Recensione: Arca Progjet
Arca Progjet, sia dal moniker che dal logo – che rimanda a quello degli Asia – è per l’appunto un progetto allestito all’ombra della Mole Antonelliana dal drummer Alex Jorio e dal bassista/tastierista Gregorio Verdun, che guarda dritto negli occhi al Prog Rock, in un po’ tutte le sue declinazioni e sfumature. Ci vuole sensibilità per allestire una cosa del genere e il bombardiere degli Elektradrive, da questo punto di vista, ne ha da vendere. Esiste una storia, là fuori, che parla da sola. Una storia che ha consegnato perle di hard rock indimenticabili che vanno oltre i patri confini. Basti citare Due, Big City e Living 4, punto!

Dati di etichettatura con coordinate
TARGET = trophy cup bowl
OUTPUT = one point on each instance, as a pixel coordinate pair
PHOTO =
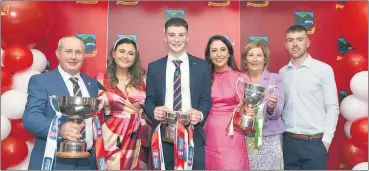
(171, 119)
(254, 94)
(170, 127)
(75, 109)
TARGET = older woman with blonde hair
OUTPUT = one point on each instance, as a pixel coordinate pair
(268, 156)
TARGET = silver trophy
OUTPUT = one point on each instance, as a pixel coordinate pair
(74, 109)
(254, 94)
(170, 124)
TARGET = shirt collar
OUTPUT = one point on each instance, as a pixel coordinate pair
(183, 57)
(67, 76)
(307, 63)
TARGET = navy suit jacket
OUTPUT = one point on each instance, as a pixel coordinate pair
(200, 82)
(38, 115)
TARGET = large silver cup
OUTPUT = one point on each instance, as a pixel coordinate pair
(75, 109)
(254, 94)
(170, 124)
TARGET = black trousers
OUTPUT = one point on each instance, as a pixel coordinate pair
(304, 154)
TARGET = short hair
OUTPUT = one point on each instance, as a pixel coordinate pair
(262, 46)
(177, 22)
(296, 28)
(60, 42)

Compito 1: Riscrivi tutto il brano citato, da "Recensione: Arca Progjet" giù fino a "Living 4, punto!", rinominando "Arca Progjet" in "Arca Prog".
Compito 2:
Rispondi a queste domande in base al brano citato.
(a) Chi suona basso e tastiere nel progetto?
(b) Il logo rimanda a quello di quale gruppo?
(c) Quali titoli vengono citati come perle di hard rock?
Compito 3: Traduci in inglese questa frase del brano citato: "Esiste una storia, là fuori, che parla da sola."
Le righe non hanno alcun legame con il brano citato.

Risposta 1:
Recensione: Arca Prog
Arca Prog, sia dal moniker che dal logo – che rimanda a quello degli Asia – è per l’appunto un progetto allestito all’ombra della Mole Antonelliana dal drummer Alex Jorio e dal bassista/tastierista Gregorio Verdun, che guarda dritto negli occhi al Prog Rock, in un po’ tutte le sue declinazioni e sfumature. Ci vuole sensibilità per allestire una cosa del genere e il bombardiere degli Elektradrive, da questo punto di vista, ne ha da vendere. Esiste una storia, là fuori, che parla da sola. Una storia che ha consegnato perle di hard rock indimenticabili che vanno oltre i patri confini. Basti citare Due, Big City e Living 4, punto!

Risposta 2:
(a) Gregorio Verdun.
(b) Gli Asia.
(c) Due, Big City e Living 4.

Risposta 3: There is a story out there that speaks for itself.